Pull every line containing "confirm" from the listing.

> [Supplied data]
***
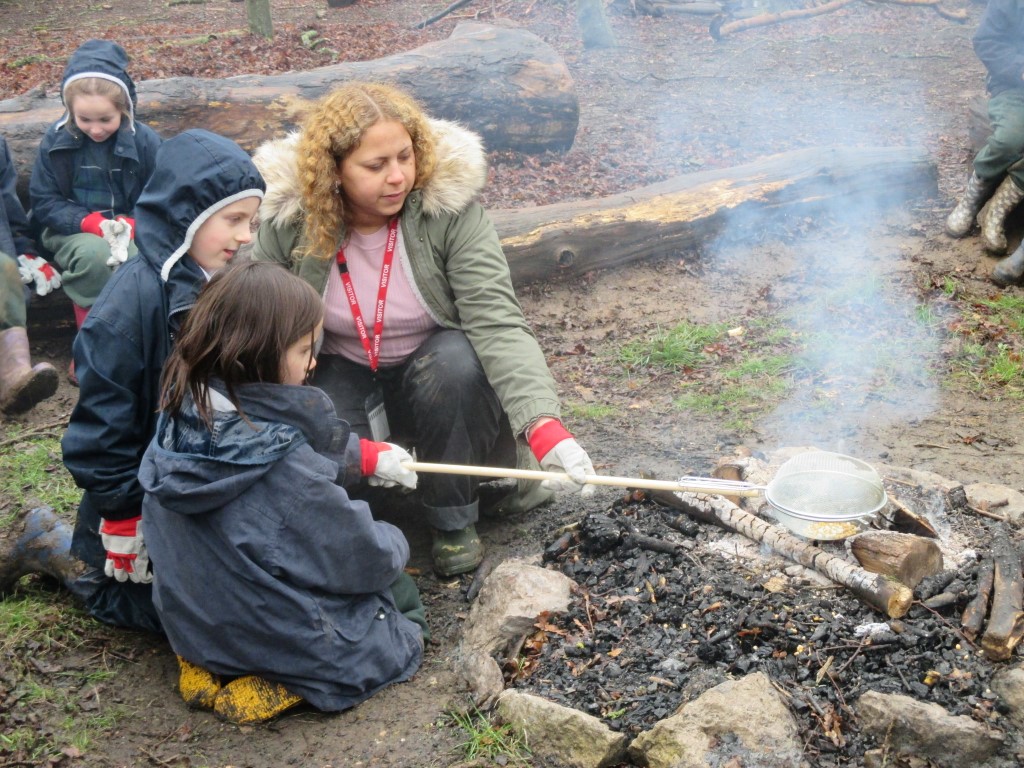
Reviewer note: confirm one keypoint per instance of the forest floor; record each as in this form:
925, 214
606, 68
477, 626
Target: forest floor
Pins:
867, 333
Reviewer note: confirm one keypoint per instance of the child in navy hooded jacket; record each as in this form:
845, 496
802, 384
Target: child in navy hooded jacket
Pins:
91, 167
***
> [Exercise response]
Reviewer note: confirm one keypoint per instance of the forest floor; record each as in this form:
Reviewer note: confirm one keypoint per instance of the child in navy hooded jacket; record each as in this form:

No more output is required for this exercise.